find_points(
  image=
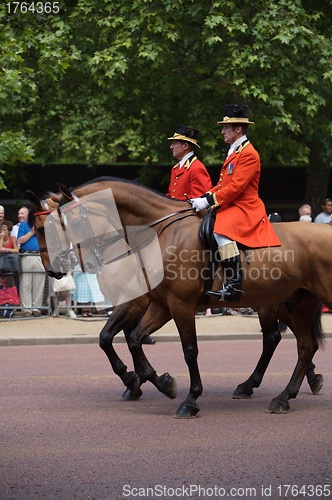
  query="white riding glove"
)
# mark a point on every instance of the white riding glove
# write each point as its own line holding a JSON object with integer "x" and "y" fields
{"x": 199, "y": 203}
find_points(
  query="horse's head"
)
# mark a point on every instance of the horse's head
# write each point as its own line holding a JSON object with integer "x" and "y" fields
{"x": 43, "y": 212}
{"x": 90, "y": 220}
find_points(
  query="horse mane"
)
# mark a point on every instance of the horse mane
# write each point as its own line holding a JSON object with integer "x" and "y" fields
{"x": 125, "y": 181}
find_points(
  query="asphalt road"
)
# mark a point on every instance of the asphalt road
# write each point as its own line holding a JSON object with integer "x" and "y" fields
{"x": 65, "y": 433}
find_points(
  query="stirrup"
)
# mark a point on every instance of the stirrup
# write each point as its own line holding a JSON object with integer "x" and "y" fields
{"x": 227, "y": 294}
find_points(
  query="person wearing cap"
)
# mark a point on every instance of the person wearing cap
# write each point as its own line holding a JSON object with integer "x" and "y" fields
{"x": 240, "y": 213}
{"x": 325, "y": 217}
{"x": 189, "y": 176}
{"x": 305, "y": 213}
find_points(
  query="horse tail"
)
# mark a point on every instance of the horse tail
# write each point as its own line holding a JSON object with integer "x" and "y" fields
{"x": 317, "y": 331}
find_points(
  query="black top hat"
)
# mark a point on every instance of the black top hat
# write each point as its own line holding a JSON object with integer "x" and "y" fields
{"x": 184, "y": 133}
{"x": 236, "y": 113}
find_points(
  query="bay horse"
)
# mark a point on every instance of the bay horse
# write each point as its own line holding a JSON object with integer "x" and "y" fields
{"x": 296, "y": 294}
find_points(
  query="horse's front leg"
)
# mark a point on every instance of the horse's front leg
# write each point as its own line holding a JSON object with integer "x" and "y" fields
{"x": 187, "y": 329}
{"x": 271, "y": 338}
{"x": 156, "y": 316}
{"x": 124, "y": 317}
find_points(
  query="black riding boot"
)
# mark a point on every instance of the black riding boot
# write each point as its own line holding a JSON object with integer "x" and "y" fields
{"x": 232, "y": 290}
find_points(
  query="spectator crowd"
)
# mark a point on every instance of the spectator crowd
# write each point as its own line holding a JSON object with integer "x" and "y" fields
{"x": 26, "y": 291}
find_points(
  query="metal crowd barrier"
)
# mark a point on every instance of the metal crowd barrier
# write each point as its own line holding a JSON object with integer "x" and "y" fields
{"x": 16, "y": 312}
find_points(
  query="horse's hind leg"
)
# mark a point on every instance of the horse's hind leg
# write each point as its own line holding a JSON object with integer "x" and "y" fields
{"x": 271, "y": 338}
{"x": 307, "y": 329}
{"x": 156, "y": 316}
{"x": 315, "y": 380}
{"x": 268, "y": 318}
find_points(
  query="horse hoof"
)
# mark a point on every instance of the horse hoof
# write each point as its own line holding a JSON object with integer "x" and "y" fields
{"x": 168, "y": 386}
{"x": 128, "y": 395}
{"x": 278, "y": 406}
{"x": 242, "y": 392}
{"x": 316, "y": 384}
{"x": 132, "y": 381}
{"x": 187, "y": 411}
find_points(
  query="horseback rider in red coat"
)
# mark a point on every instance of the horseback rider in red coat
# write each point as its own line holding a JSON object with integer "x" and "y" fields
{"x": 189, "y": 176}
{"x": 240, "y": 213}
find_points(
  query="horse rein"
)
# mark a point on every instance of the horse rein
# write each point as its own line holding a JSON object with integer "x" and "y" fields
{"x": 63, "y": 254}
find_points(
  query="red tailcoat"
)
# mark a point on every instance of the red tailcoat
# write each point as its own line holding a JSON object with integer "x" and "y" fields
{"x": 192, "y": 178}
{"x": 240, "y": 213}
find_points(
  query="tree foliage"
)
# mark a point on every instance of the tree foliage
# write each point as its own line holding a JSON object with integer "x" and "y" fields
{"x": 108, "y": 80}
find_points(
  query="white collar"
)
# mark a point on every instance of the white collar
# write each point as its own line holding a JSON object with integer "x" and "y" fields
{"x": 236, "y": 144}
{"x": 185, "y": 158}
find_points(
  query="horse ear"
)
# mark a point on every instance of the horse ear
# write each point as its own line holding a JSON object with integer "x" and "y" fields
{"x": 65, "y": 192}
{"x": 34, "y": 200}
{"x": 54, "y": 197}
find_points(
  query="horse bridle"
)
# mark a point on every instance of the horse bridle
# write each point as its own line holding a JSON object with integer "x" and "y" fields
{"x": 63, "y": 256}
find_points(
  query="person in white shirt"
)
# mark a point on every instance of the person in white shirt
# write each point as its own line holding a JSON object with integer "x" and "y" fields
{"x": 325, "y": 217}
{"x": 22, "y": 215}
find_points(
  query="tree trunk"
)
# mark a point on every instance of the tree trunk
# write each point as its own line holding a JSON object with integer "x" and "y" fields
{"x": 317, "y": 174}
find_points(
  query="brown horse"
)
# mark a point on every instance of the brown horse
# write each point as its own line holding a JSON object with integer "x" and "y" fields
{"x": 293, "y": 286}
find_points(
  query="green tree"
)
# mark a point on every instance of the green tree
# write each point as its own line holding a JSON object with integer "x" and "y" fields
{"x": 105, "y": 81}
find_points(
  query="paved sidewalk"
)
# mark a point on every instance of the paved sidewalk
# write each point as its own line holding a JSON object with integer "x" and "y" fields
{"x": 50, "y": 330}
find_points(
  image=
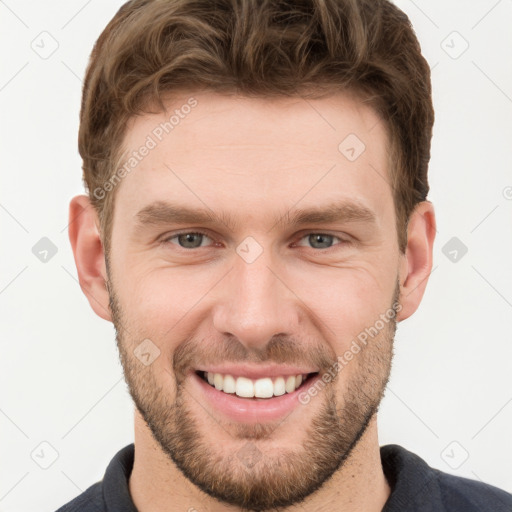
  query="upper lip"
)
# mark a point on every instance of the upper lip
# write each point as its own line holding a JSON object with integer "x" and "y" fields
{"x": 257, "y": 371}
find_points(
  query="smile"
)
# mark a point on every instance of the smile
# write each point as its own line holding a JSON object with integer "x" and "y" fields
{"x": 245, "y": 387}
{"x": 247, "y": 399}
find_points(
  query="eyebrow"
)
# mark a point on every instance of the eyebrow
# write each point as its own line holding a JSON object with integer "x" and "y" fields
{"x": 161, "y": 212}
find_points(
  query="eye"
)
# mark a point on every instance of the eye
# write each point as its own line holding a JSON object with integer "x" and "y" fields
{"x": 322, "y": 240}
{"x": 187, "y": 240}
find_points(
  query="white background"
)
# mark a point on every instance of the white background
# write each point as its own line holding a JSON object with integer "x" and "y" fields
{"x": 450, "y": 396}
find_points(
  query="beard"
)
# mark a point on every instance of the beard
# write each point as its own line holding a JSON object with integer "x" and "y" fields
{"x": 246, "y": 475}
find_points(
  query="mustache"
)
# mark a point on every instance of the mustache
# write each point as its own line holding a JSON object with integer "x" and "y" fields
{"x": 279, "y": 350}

▸ **YOUR OBJECTIVE**
Give an exact copy of the material, leaving out every picture.

▸ **RESPONSE TO THE TASK**
find_points(
  image=
  query="white riding glove"
)
# mark a point on every instance of the white riding glove
# write each point as its own line holding a JSON object with integer "x" and "y" fields
{"x": 199, "y": 203}
find_points(
  query="horse's head"
)
# mark a point on every instance of the horse's head
# write each point as its own line holding a JSON object with integer "x" and "y" fields
{"x": 43, "y": 212}
{"x": 90, "y": 220}
find_points(
  query="horse mane"
)
# mark a point on every instance of the horse mane
# write each point as its own line holding a JSON object with integer "x" and "y" fields
{"x": 125, "y": 181}
find_points(
  query="asphalt road"
)
# mark a point on every instance of the asphalt road
# write each point as its own line holding a JSON object with integer "x" and "y" fields
{"x": 65, "y": 433}
find_points(
  query="stirrup"
)
# mark a point on every instance of the stirrup
# write each point as its own line holding a JSON object with integer "x" and "y" fields
{"x": 227, "y": 294}
find_points(
  query="person wearing cap"
)
# mark a point on every instance of the person wearing cap
# write each point as its own line holding a JSON object with integer "x" and "y" fields
{"x": 240, "y": 213}
{"x": 325, "y": 217}
{"x": 189, "y": 176}
{"x": 305, "y": 213}
find_points(
  query="horse tail"
)
# mark a point on every instance of the horse tail
# write each point as its own line holding a JSON object with integer "x" and "y" fields
{"x": 317, "y": 331}
find_points(
  query="black top hat"
)
# mark a point on every instance of the black top hat
# write each point as its own line holding a JSON object with integer "x" and "y" fields
{"x": 184, "y": 133}
{"x": 236, "y": 113}
find_points(
  query="bay horse"
)
# mark a point on every instance of the bay horse
# write each point as its own line holding a JSON object with integer "x" and "y" fields
{"x": 296, "y": 294}
find_points(
  query="horse's front leg"
)
# mark a point on every instance of the horse's front leg
# write each point as its own line holding a JSON object with integer "x" and "y" fields
{"x": 187, "y": 329}
{"x": 271, "y": 338}
{"x": 156, "y": 316}
{"x": 124, "y": 317}
find_points(
  query="black riding boot"
)
# mark a point on every instance of the black riding boot
# write each point as its own line holding a JSON object with integer "x" and "y" fields
{"x": 232, "y": 290}
find_points(
  query="spectator crowd"
)
# mark a point on every instance of the spectator crowd
# write each point as its own line holding a JSON object with integer "x" and "y" fields
{"x": 26, "y": 291}
find_points(
  query="metal crowd barrier"
)
# mark a point on every instance of the metal crowd barrier
# write each point as its own line holding a JSON object with integer "x" and "y" fields
{"x": 16, "y": 312}
find_points(
  query="horse's hind leg"
)
# mark a point on every instance of the horse's hind leg
# write each point as its own line holding a JSON object with integer "x" and "y" fields
{"x": 271, "y": 338}
{"x": 307, "y": 329}
{"x": 156, "y": 316}
{"x": 315, "y": 380}
{"x": 268, "y": 318}
find_points(
  query="horse hoof"
)
# mark a point on every instance of the horse hoof
# write each point as its own line holding a JSON object with integer "x" and "y" fields
{"x": 168, "y": 386}
{"x": 128, "y": 395}
{"x": 278, "y": 406}
{"x": 242, "y": 392}
{"x": 316, "y": 384}
{"x": 132, "y": 381}
{"x": 187, "y": 411}
find_points(
  query="horseback rider in red coat"
)
# mark a point on every instance of the horseback rider in red coat
# write each point as its own line holding a JSON object with integer "x" and "y" fields
{"x": 189, "y": 176}
{"x": 240, "y": 213}
find_points(
  query="horse rein"
)
# mark a point on every instance of the horse rein
# write each point as its own line holding a JSON object with integer "x" and "y" fields
{"x": 63, "y": 254}
find_points(
  query="red tailcoat"
)
# mark a point on every instance of the red tailcoat
# write each point as its own line holding a JSON object with integer "x" and "y" fields
{"x": 192, "y": 178}
{"x": 240, "y": 213}
find_points(
  query="tree foliage"
)
# mark a point on every instance of the tree foliage
# write each point as its own line holding a JSON object with integer "x" and "y" fields
{"x": 108, "y": 80}
find_points(
  query="white collar"
)
# mark a point on every instance of the white collar
# write each point as its own line holding a JSON object with integer "x" and "y" fields
{"x": 236, "y": 144}
{"x": 185, "y": 158}
find_points(
  query="horse ear"
)
# mark a point on every instance of the horse ear
# write each point as its own line holding a JSON object with integer "x" and "y" fields
{"x": 65, "y": 192}
{"x": 34, "y": 200}
{"x": 54, "y": 197}
find_points(
  query="horse bridle"
)
# mark a point on every instance of the horse bridle
# write each point as its own line holding a JSON object with integer "x" and "y" fields
{"x": 63, "y": 256}
find_points(
  query="person in white shirt"
)
# mark a point on every instance of the person in white shirt
# write each point as its own line holding a JSON object with integer "x" and "y" fields
{"x": 325, "y": 217}
{"x": 22, "y": 215}
find_points(
  query="tree trunk"
)
# mark a point on every instance of the tree trunk
# write each point as its own line holding a JSON object with integer "x" and "y" fields
{"x": 317, "y": 174}
find_points(
  query="brown horse"
)
# mark a point on every instance of the brown horse
# write each point as its own line holding a JSON object with integer "x" and "y" fields
{"x": 293, "y": 286}
find_points(
  query="green tree"
)
# mark a point on every instance of the green tree
# write each point as its own line holding a JSON object with integer "x" and "y" fields
{"x": 105, "y": 81}
find_points(
  query="paved sidewalk"
)
# mark a point on every instance of the paved sidewalk
# write each point as its own line holding a JSON object with integer "x" and "y" fields
{"x": 50, "y": 330}
find_points(
  image=
  query="upper lip"
)
# mark a point on every instance of the upper lip
# write each point as its own line holding a JSON object with integer "x" and "y" fields
{"x": 257, "y": 371}
find_points(
  query="smile"
)
# mark a point on every instance of the smile
# write each point as its own line holding a JSON object with integer "x" and "y" fields
{"x": 245, "y": 387}
{"x": 247, "y": 399}
find_points(
  query="eyebrow"
)
# mark a point on every instance of the eyebrow
# write each point as its own line holding a JSON object with integer "x" and "y" fields
{"x": 161, "y": 212}
find_points(
  query="eye"
)
# mark a point on every instance of the eye
# write each point as its own line holding a JSON object with integer "x" and "y" fields
{"x": 322, "y": 240}
{"x": 187, "y": 240}
find_points(
  query="white background"
)
# mark a point on every instance of the white background
# write each point as its own line holding a JSON object with integer "x" and "y" fields
{"x": 450, "y": 396}
find_points(
  query="beard"
)
# mark a point on every instance of the beard
# write each point as its own line holding a JSON object with integer "x" and "y" fields
{"x": 246, "y": 475}
find_points(
  query="mustache"
)
# mark a point on every instance of the mustache
# write each point as its own line holding a JSON object with integer "x" and "y" fields
{"x": 279, "y": 350}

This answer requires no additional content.